#### Records provided

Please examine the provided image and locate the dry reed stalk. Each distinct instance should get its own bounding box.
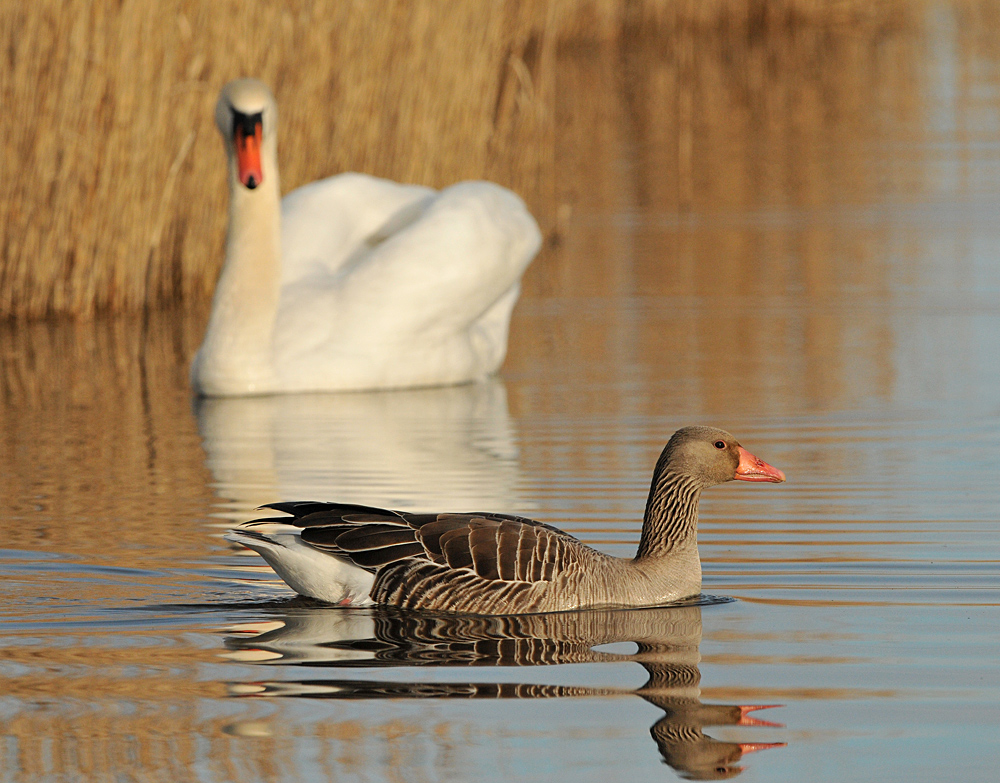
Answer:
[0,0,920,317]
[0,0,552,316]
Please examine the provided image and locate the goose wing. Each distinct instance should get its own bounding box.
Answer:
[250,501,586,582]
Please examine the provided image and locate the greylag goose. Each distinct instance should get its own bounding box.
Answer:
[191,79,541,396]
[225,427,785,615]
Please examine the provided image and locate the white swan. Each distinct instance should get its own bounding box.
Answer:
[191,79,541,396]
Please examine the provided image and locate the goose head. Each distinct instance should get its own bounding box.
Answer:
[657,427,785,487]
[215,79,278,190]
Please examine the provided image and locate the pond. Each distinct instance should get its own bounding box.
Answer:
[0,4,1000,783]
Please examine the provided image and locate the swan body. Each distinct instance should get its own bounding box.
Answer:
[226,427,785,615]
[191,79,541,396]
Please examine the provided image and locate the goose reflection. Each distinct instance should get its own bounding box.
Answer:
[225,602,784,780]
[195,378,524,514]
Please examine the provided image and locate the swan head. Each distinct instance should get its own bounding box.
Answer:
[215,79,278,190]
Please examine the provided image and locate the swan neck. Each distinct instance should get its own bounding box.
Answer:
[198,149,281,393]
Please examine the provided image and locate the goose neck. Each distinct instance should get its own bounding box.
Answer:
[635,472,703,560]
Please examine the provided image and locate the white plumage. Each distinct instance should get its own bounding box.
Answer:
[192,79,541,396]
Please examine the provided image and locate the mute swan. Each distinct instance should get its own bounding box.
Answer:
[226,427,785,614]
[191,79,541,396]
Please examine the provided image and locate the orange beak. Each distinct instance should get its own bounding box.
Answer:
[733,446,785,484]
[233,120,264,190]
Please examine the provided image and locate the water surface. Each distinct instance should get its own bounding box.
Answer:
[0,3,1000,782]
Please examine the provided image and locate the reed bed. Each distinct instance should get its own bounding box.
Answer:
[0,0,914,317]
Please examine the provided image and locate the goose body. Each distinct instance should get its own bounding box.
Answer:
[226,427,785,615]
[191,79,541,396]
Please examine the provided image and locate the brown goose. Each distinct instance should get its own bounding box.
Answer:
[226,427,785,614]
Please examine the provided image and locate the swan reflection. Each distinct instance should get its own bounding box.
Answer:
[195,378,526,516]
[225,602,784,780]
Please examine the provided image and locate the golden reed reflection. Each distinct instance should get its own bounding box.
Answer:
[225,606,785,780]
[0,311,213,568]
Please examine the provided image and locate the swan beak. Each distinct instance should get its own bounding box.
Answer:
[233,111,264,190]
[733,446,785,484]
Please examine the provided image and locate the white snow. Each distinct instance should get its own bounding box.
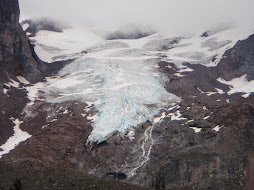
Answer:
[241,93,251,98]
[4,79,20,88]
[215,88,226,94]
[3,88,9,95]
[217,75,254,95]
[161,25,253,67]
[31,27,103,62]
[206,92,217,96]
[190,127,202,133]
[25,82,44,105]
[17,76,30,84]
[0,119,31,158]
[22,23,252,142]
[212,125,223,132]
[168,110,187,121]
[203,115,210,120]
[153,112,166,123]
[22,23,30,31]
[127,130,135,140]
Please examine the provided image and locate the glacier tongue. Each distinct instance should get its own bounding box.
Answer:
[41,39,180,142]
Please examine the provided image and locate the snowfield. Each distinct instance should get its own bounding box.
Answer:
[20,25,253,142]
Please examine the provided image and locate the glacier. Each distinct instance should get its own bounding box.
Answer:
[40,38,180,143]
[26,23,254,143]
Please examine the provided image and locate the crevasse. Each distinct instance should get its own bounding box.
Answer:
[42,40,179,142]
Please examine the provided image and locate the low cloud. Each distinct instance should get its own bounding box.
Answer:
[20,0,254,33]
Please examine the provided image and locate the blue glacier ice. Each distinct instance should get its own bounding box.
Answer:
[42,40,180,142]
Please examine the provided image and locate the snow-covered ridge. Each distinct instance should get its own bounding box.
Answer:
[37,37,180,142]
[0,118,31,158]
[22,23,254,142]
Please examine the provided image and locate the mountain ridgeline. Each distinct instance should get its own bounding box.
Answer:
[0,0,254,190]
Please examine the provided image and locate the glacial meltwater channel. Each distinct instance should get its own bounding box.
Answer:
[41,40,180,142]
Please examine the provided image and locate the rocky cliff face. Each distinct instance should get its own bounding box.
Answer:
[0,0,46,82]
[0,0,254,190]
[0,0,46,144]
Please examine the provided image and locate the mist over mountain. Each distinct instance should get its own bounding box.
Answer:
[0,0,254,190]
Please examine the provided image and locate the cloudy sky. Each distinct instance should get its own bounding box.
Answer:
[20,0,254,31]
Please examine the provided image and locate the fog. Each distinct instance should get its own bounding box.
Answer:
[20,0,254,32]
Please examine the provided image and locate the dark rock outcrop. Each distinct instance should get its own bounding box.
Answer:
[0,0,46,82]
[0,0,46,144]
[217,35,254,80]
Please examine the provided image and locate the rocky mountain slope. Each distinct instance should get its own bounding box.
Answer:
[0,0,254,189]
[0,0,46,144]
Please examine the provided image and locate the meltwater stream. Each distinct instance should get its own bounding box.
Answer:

########

__Work to do__
Write out all the records above word for word, leaving out the pictures.

__Result__
Please examine the provided image and locate the dry reed stalk. Each distinct instance should get its own bounding box.
Answer:
[0,0,920,317]
[0,0,552,316]
Please examine the provided image and locate the goose wing. Each distinct instance should get its own bounding box.
Answer:
[250,501,586,582]
Please examine the provided image and locate the greylag goose. Each distinct instance should get its own bounding box.
Answer:
[191,79,541,396]
[225,427,785,615]
Please examine the provided image and locate the white swan. Each distinct instance should get its own bounding box.
Answer:
[191,79,541,396]
Please examine the provided image and locate the goose head. Each distinct instance should get its own bounding box.
Answer:
[657,427,785,487]
[215,79,278,190]
Please examine the provided image and locate the pond. Each distinct instance should get its own bounding box.
Answer:
[0,4,1000,783]
Please examine the provided image and locate the swan body. Each distinct instance should get its own bounding box.
Answer:
[226,427,785,615]
[191,79,541,396]
Please examine the provided image and locate the goose reflection. Each distinct instance should get its own bounding box.
Answer:
[225,602,784,780]
[195,378,524,514]
Please examine the provided image and locate the swan head. Each distinct instance should get its own bounding box.
Answer:
[215,79,278,190]
Please examine the provided image and locate the swan neck. Each distinct instance should get its own bounding box.
Answer:
[198,149,281,393]
Please examine the provided image and locate the goose neck. Each distinct instance should get its own bounding box.
Answer:
[635,472,703,560]
Please examine the provided image and locate the white plumage. Each distinct instance should get its own bounding box.
Answer:
[192,79,541,396]
Please examine the provided image and locate the mute swan. Each distinct instance should get its own bounding box.
Answer:
[226,427,785,614]
[191,79,541,396]
Please examine the provided image and locate the orange beak. Each distinct instance should get its own bounding box.
Answer:
[733,446,785,484]
[233,120,264,190]
Please examine the provided image and locate the water surface. Each distinct instance should get its own bounding box.
Answer:
[0,3,1000,782]
Please examine the provided image and locate the reed bed. Each distinct instance should get its own bounding box.
Answer:
[0,0,914,317]
Please examine the provided image and locate the goose body. Each distinct instance should get its own bounding box.
Answer:
[226,427,785,615]
[191,79,541,396]
Please examine the provided image and locate the brown goose. Each distinct instance should get its own bounding box.
Answer:
[226,427,785,614]
Please examine the provided image and locate the swan reflection. Each distinct instance should get its own bounding box.
Answer:
[195,378,526,516]
[225,602,784,780]
Please examine the provided image and locate the golden reed reflection. Each distinct instance should get its own bounding box.
Answer:
[225,606,785,780]
[0,311,213,568]
Please examine the provided image and locate the swan beak. Each distinct instance should get its own bounding box.
Answer:
[233,111,264,190]
[733,446,785,484]
Please examine the provided image and locate the white snow. Each distinct instance should get its own bounding box.
Answer:
[241,93,251,98]
[4,79,20,88]
[215,88,226,94]
[3,88,9,95]
[217,75,254,95]
[161,25,253,67]
[31,27,103,62]
[206,92,217,96]
[190,127,202,133]
[25,82,44,105]
[17,76,30,84]
[0,119,31,158]
[22,23,252,142]
[212,125,223,132]
[168,110,187,121]
[203,115,210,120]
[153,112,166,123]
[22,23,30,31]
[127,130,135,140]
Please examine the provided image and locate the glacier tongue. Each distinct instance should get its own bounding box.
Answer:
[41,39,180,142]
Please examine the provided image and locate the snowfield. Each distinct instance should get its own bounding box.
Answer:
[20,25,253,142]
Please examine the provided image and locate the glacier. Each distinct instance should get its own bounding box.
Answer:
[40,38,180,143]
[26,23,254,143]
Please examine the provided image and locate the crevasse. Each distinct instance should get its own bounding box.
Answer:
[42,40,179,142]
Please examine the provided image and locate the low cloud. Each distinct instance should get its own bounding box.
Answer:
[20,0,254,33]
Please examine the provided image and locate the blue glacier ice. Each distinct instance should get its own bounding box.
Answer:
[42,40,180,142]
Please examine the provided image and locate the snow-covered ridge. Each distinct instance should get its own bounding box.
Answer:
[37,37,180,142]
[0,118,31,158]
[22,23,254,142]
Please examine the provided image and locate the mountain ridgeline. Each distinct instance should get its own bounding box.
Answer:
[0,0,254,190]
Please examine the provided image and locate the glacial meltwater channel. Each distinct instance should get its own bounding box.
Answer:
[41,40,180,142]
Please examine the provided image and locate the rocky cliff face. Each distinct instance should get its own bounding box.
Answer:
[0,0,46,82]
[0,0,254,190]
[0,0,46,144]
Please examine the provided image and locate the mist over mountain. Each distinct instance should get its own bounding box.
Answer:
[0,0,254,190]
Please examine the provided image and locate the cloudy sky. Each distinct instance should get its own bounding box.
Answer:
[20,0,254,31]
Please examine the provided image and locate the fog. Each distinct instance should get its own bounding box.
Answer:
[20,0,254,32]
Please examine the provided image and locate the dark rock outcrop. Each distinct instance should get its own bounding box.
Answer:
[0,0,46,82]
[0,0,46,144]
[217,35,254,80]
Please examine the provided image and locate the rocky mountain slope. Each distinct instance should get its own bounding box.
Answer:
[0,0,254,189]
[0,0,46,144]
Please examine the provided image and locate the meltwater stream. Each distinct instance should get its own bounding box.
Answer:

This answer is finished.